*Written problem:* Count the lines in the data below that contain the string "machine". Respond with the number alone.

*Dataset records:*
________________________
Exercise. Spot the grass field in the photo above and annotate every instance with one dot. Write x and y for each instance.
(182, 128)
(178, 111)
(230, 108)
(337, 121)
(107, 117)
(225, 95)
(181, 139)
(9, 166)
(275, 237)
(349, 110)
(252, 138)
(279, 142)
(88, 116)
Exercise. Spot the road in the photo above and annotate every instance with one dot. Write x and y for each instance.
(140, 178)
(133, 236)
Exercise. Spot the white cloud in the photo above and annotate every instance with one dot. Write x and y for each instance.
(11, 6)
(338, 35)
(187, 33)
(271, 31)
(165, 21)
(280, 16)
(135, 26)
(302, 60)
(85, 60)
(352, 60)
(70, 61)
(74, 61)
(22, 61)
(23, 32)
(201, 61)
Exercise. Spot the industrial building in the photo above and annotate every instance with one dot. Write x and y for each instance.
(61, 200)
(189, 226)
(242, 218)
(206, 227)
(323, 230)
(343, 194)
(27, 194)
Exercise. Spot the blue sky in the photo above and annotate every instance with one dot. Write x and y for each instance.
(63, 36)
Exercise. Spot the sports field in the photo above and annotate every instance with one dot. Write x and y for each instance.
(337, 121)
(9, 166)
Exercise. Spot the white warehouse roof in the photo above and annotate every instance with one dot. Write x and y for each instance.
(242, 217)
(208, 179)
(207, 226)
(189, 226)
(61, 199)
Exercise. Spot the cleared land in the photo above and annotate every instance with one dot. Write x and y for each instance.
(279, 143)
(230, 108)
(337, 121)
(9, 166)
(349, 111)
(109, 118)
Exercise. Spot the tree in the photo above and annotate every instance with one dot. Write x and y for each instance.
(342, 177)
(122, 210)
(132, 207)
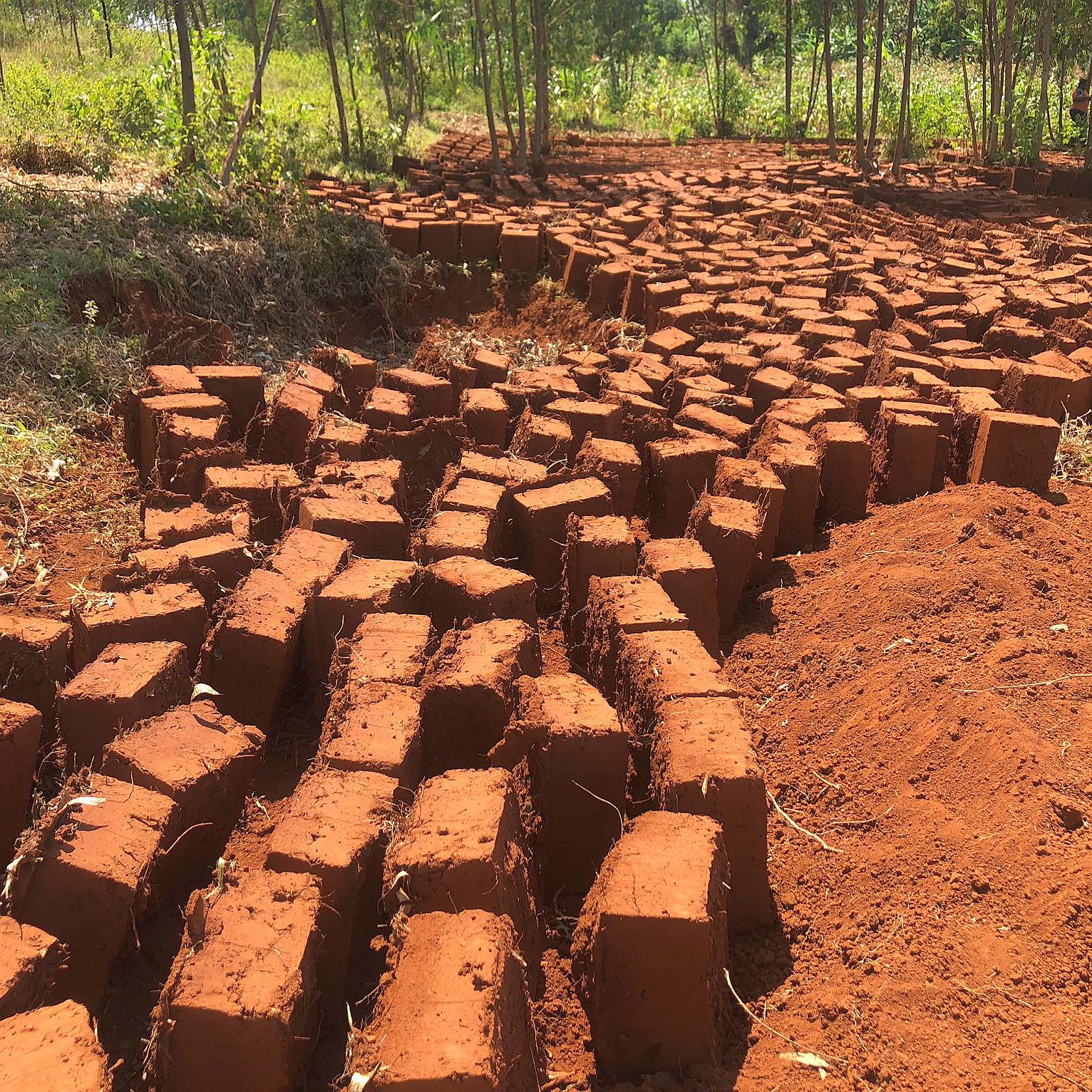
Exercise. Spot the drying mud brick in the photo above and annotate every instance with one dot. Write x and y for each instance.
(33, 661)
(686, 572)
(578, 759)
(845, 470)
(650, 948)
(250, 656)
(702, 763)
(468, 690)
(240, 1006)
(655, 669)
(728, 531)
(125, 684)
(53, 1049)
(30, 962)
(369, 585)
(905, 448)
(156, 613)
(540, 525)
(462, 848)
(92, 882)
(202, 761)
(375, 726)
(1014, 450)
(619, 605)
(468, 589)
(20, 735)
(332, 830)
(455, 1014)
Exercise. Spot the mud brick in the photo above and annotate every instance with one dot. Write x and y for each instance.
(572, 735)
(30, 961)
(332, 830)
(242, 989)
(485, 415)
(792, 455)
(33, 661)
(385, 648)
(728, 531)
(543, 439)
(453, 534)
(91, 885)
(374, 726)
(462, 848)
(687, 575)
(540, 525)
(845, 468)
(374, 530)
(702, 763)
(480, 239)
(679, 471)
(655, 669)
(226, 556)
(471, 495)
(460, 589)
(520, 249)
(125, 684)
(369, 585)
(240, 387)
(468, 690)
(650, 948)
(969, 404)
(256, 639)
(1043, 391)
(595, 546)
(154, 408)
(619, 605)
(455, 1014)
(431, 396)
(51, 1049)
(905, 448)
(156, 613)
(1016, 450)
(20, 735)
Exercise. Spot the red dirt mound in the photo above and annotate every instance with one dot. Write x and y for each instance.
(921, 696)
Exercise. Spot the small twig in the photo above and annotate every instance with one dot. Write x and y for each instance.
(792, 823)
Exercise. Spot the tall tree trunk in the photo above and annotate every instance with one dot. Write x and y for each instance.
(256, 93)
(186, 73)
(967, 80)
(486, 83)
(328, 41)
(106, 23)
(905, 101)
(541, 142)
(877, 74)
(352, 78)
(828, 71)
(788, 69)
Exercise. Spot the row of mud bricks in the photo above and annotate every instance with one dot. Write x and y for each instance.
(376, 554)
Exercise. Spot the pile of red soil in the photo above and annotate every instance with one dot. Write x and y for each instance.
(921, 695)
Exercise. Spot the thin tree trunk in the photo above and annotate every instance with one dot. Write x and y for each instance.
(831, 144)
(109, 37)
(186, 72)
(967, 80)
(328, 41)
(877, 74)
(352, 78)
(521, 155)
(256, 93)
(905, 101)
(486, 84)
(788, 69)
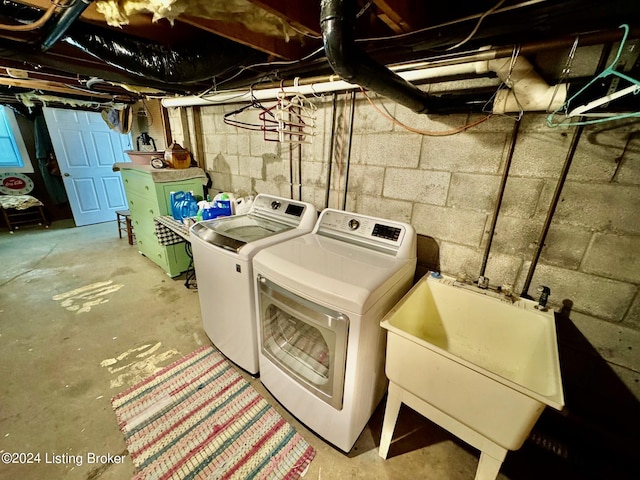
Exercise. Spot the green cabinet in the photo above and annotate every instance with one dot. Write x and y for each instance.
(148, 196)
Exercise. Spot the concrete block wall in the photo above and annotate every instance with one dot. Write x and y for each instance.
(446, 186)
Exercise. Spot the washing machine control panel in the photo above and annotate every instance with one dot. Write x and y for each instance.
(280, 208)
(374, 233)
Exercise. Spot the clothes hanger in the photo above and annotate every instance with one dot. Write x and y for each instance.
(296, 117)
(583, 110)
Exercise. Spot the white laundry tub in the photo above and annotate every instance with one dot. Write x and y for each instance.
(478, 365)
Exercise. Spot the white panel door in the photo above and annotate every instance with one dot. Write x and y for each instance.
(86, 150)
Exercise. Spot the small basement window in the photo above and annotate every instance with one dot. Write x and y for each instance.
(13, 153)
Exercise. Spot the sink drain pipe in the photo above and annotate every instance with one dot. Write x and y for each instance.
(503, 183)
(334, 111)
(552, 209)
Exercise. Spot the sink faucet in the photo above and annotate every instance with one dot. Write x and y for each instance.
(544, 297)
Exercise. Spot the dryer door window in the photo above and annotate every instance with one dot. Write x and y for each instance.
(305, 340)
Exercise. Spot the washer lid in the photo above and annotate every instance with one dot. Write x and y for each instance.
(232, 233)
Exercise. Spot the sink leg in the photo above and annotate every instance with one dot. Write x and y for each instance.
(488, 467)
(394, 400)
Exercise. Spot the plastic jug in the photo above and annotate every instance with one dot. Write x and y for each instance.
(189, 206)
(175, 200)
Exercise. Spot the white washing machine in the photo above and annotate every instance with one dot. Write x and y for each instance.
(222, 252)
(320, 300)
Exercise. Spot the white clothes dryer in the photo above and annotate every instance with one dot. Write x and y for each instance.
(223, 249)
(320, 299)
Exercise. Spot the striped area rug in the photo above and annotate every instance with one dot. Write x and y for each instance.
(198, 418)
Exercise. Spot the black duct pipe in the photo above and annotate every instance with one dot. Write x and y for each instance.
(69, 15)
(196, 62)
(355, 66)
(149, 64)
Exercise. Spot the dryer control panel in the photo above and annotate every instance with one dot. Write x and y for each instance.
(369, 232)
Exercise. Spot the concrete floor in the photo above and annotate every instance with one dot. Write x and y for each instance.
(83, 316)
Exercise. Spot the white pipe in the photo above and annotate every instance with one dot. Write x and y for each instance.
(531, 92)
(527, 91)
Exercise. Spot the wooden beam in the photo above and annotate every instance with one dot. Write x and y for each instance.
(401, 15)
(48, 86)
(302, 15)
(241, 34)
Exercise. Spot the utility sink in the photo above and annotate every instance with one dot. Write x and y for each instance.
(480, 366)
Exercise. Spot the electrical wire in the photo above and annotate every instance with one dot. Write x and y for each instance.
(428, 133)
(446, 24)
(475, 29)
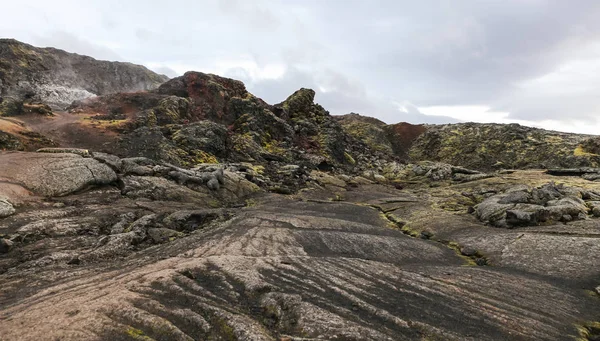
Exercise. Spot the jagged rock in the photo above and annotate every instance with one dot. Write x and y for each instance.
(187, 221)
(58, 78)
(158, 188)
(6, 208)
(481, 146)
(77, 151)
(124, 223)
(162, 235)
(5, 245)
(55, 174)
(112, 161)
(522, 207)
(515, 197)
(213, 184)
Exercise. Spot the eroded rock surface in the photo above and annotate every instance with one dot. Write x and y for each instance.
(155, 256)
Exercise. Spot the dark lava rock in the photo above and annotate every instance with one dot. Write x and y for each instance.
(5, 245)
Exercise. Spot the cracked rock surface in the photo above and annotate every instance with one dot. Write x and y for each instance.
(154, 258)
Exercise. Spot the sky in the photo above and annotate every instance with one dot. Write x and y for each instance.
(533, 62)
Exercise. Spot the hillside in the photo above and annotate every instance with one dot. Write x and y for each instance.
(194, 210)
(57, 78)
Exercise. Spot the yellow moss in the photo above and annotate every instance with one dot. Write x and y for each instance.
(259, 169)
(585, 330)
(274, 147)
(204, 157)
(137, 334)
(579, 151)
(89, 121)
(349, 158)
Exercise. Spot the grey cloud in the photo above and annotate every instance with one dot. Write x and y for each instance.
(167, 71)
(367, 55)
(345, 97)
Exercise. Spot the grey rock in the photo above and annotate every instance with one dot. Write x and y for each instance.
(192, 220)
(162, 235)
(112, 161)
(213, 184)
(55, 174)
(5, 245)
(515, 198)
(6, 208)
(77, 151)
(468, 251)
(125, 222)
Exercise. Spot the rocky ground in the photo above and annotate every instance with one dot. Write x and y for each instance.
(97, 247)
(193, 210)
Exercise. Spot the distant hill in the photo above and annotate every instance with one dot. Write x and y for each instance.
(58, 78)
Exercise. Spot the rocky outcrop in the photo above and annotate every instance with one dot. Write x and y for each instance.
(496, 146)
(152, 257)
(548, 204)
(199, 118)
(54, 174)
(58, 78)
(6, 208)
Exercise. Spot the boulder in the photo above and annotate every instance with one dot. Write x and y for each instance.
(52, 174)
(6, 208)
(161, 235)
(5, 245)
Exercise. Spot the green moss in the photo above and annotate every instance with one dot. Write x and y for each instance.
(588, 331)
(579, 151)
(134, 332)
(214, 203)
(137, 334)
(349, 159)
(151, 120)
(225, 331)
(201, 156)
(274, 147)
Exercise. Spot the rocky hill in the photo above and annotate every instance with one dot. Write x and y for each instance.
(196, 211)
(57, 78)
(485, 147)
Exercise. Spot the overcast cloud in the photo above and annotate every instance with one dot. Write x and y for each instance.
(535, 62)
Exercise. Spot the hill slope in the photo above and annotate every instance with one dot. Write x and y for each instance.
(57, 78)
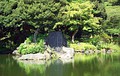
________________________
*Answer below:* 2